STATED GOAL - Can you give the listing again with each "Reply" swapped for "Respond" and everything else left unchanged?

SUPPLIED DATA -
___

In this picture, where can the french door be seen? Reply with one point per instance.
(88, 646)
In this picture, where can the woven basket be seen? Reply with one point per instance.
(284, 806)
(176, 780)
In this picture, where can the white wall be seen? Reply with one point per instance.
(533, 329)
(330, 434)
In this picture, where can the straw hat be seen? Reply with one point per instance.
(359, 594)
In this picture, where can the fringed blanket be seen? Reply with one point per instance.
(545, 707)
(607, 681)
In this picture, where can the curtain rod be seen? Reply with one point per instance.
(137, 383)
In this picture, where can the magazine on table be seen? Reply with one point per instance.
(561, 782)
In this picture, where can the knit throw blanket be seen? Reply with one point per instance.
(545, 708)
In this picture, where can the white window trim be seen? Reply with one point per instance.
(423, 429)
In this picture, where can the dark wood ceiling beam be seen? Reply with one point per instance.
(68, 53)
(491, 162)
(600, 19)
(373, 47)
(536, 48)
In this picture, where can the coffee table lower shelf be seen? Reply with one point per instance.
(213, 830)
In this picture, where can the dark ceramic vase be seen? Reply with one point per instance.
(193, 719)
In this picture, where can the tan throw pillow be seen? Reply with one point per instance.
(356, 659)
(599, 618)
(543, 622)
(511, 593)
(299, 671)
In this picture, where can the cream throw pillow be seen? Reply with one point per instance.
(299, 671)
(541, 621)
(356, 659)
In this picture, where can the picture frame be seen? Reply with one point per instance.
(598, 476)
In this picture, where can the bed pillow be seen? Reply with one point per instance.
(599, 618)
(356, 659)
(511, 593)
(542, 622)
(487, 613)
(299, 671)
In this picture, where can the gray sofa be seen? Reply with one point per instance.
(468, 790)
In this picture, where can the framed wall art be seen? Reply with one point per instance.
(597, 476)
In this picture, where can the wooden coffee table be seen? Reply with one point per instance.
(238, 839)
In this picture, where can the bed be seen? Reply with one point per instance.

___

ANSWER FOR THIS EXERCISE -
In this picture, where can the french door be seen? Respond with one point per instance.
(88, 646)
In this picture, where can the woven basket be seen? Respond with one point per instance.
(284, 806)
(176, 780)
In this picture, where can the white wall be seen? Respond with one point per instance.
(533, 329)
(330, 434)
In this picture, where can the straw hat be seen? Respond with one point per instance.
(359, 594)
In this picture, where can the fringed blanket be seen? Respond with one point per instance.
(545, 707)
(607, 681)
In this picture, where can the curtain rod be seen? Respond with one point per instance.
(137, 383)
In this picture, where can the magazine on table be seen? Respond with one point per instance.
(561, 782)
In this picture, where can the knit throw blanket be seen? Respond with one point per instance.
(545, 708)
In this picture, where can the white window trim be seen? Respond with one point per instance.
(423, 429)
In this picture, where can the dark wood ceiling beam be seen? Respond with one point per instance.
(68, 53)
(491, 162)
(600, 19)
(373, 47)
(536, 48)
In this picture, where can the coffee table lower shelf be seen? Respond with one point per instance.
(213, 830)
In this picture, where can the dark ceramic vase be seen? Respond with one point per instance.
(193, 719)
In this picture, where can the tan throw pillow be seen? Respond with one point per instance.
(356, 659)
(599, 618)
(543, 622)
(511, 593)
(299, 671)
In this picture, where can the cream throw pillow be seen? Respond with one point per instance.
(299, 671)
(541, 621)
(356, 659)
In this picture, where can the picture frame be seen? Respond with one point per instance.
(598, 476)
In this picture, where can the bed pillow be seen? Respond with one point per instance.
(599, 618)
(356, 659)
(511, 593)
(542, 622)
(487, 613)
(299, 671)
In this picture, where can the gray sofa be seen? Respond with one point per instance.
(468, 790)
In this picture, where can the framed wall art be seen? Respond with one point per instance.
(597, 476)
In this picture, where can the wooden coffee table be seen? Respond with one point per instance.
(238, 839)
In this picture, where can the bed be seen? Respond with one point per instance.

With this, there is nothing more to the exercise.